Your goal: Retype exactly the lines that run from the line with "For the benchmark, annotate every instance of the woman's" to the final line of the entries, keeping both ends and nothing else.

(Point labeling examples)
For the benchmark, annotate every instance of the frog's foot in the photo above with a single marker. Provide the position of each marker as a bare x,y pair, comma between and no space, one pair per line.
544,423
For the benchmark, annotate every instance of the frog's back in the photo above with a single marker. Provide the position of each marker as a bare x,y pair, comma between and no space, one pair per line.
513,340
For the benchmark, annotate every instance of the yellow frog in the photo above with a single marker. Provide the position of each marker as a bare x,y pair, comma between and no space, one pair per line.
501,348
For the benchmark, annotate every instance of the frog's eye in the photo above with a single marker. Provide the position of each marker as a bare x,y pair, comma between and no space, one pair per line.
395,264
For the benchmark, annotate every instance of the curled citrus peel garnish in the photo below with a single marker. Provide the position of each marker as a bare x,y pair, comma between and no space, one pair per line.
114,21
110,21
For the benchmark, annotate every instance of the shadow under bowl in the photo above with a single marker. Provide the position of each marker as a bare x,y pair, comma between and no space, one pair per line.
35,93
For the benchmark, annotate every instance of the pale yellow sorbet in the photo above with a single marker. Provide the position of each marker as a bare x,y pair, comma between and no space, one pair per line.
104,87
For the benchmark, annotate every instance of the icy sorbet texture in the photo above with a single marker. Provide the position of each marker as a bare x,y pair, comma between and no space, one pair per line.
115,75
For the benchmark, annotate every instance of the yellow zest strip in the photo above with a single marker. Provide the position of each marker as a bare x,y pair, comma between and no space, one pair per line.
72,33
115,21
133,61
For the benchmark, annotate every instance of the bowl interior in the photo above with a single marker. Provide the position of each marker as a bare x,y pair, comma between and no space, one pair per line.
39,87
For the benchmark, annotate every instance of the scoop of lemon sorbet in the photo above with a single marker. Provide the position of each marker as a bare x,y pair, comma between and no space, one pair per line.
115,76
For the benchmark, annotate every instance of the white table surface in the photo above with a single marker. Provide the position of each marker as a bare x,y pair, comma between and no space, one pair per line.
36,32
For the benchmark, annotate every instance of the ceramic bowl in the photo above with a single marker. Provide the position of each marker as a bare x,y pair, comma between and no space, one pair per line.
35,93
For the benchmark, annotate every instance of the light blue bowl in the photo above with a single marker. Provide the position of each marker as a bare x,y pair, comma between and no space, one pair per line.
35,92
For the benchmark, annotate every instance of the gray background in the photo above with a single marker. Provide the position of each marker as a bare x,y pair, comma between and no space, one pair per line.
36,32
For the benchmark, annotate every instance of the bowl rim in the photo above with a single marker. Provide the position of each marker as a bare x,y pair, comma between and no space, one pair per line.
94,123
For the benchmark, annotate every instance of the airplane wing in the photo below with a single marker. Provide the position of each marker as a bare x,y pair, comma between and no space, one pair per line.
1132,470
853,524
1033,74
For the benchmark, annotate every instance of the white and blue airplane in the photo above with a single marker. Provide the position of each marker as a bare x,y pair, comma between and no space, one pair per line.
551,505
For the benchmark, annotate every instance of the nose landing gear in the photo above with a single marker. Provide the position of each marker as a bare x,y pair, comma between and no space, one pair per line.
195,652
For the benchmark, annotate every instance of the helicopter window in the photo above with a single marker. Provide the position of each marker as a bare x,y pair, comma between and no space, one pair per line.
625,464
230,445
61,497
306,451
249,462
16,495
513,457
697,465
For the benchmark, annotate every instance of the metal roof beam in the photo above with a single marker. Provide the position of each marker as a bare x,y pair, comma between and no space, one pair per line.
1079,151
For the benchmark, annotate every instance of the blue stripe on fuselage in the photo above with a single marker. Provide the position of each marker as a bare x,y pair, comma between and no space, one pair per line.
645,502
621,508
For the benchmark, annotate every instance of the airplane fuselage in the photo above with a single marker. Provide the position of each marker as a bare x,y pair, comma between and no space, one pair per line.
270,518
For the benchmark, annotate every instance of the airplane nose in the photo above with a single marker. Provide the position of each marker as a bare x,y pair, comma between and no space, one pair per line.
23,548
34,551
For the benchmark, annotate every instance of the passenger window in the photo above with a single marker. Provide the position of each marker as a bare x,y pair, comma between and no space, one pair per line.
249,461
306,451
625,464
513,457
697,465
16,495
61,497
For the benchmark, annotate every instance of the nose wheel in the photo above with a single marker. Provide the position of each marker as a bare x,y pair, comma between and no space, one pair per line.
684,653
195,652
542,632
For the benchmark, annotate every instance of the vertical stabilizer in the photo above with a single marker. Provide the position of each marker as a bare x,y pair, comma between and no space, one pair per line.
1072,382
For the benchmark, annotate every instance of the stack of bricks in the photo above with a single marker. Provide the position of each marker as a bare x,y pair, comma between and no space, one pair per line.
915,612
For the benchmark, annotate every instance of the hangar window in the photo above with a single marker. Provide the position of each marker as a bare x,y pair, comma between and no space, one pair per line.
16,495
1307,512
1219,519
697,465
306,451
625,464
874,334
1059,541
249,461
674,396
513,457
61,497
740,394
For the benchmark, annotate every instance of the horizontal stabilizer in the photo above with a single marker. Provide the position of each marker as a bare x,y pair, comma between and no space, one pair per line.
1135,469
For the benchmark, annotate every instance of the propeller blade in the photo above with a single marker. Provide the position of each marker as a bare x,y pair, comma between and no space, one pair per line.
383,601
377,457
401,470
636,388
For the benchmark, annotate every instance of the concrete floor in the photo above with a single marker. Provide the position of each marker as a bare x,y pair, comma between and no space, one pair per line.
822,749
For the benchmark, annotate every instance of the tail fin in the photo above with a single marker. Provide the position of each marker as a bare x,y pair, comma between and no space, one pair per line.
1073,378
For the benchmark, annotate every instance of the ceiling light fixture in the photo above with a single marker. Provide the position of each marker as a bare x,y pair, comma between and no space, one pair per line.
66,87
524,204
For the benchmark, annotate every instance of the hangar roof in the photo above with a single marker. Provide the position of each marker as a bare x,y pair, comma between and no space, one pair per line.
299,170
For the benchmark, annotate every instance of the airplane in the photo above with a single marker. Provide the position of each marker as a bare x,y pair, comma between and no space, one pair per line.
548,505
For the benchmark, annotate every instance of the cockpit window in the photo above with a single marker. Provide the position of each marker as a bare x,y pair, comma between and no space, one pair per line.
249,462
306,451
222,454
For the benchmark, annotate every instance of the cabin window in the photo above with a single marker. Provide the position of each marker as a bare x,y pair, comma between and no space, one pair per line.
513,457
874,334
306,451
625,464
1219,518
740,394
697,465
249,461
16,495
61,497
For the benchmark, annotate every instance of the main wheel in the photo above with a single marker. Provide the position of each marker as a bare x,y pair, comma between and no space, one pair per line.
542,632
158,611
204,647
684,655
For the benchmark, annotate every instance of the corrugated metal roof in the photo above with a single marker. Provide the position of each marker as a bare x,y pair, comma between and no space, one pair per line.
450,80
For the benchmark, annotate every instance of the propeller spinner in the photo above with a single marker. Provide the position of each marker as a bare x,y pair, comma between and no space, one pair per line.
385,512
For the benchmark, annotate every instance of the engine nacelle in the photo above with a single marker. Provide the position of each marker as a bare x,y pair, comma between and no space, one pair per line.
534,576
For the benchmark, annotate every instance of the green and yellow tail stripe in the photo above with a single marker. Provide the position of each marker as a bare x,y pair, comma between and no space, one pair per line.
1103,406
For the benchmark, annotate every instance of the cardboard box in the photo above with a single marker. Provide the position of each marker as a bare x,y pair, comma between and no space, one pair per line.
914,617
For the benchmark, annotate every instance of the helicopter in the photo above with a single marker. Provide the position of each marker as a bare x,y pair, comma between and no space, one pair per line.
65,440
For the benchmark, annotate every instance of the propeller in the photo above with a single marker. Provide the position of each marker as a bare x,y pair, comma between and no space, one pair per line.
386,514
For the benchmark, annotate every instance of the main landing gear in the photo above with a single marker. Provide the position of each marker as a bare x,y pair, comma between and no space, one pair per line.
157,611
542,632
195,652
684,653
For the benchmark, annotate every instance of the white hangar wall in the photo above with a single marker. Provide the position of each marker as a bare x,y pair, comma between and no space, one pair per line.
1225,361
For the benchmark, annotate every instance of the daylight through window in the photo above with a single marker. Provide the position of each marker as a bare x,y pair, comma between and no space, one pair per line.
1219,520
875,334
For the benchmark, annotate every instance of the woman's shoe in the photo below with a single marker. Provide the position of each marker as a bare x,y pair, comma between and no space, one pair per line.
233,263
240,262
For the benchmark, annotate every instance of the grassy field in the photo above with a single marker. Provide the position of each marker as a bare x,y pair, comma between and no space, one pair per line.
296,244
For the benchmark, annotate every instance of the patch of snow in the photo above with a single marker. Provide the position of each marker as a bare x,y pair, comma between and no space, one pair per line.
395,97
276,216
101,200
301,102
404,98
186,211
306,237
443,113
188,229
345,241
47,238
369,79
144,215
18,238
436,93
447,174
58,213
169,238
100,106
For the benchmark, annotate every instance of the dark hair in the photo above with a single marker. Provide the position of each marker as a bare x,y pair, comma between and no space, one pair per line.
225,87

Full output:
For the benchmark, annotate every instance of the woman's shoe in the photo below with a single marker. Provide the position of each marker as a bare x,y pair, comma between and no space, one pair per line.
233,263
240,262
For the benchmark, annotate every instance of the grassy field in the photo above with a single marker. Provide the position of each marker as a bare x,y pair, comma between and no space, one pair per line.
296,244
For the benchmark, annotate every instance of the patch of snow in the photo above with a single marker. Provide the position of each marker as a bare x,y pair, comma between and no space, one pair per line.
395,97
276,216
101,200
301,102
404,98
186,211
306,237
443,113
188,229
345,241
47,238
369,79
144,215
18,238
436,93
447,174
58,213
169,238
100,106
For the benchmark, annotate every instance of the dark hair in the photo above with a single marker. Provide the position of each marker as a bare x,y pair, comma between and no space, one pair per line.
225,87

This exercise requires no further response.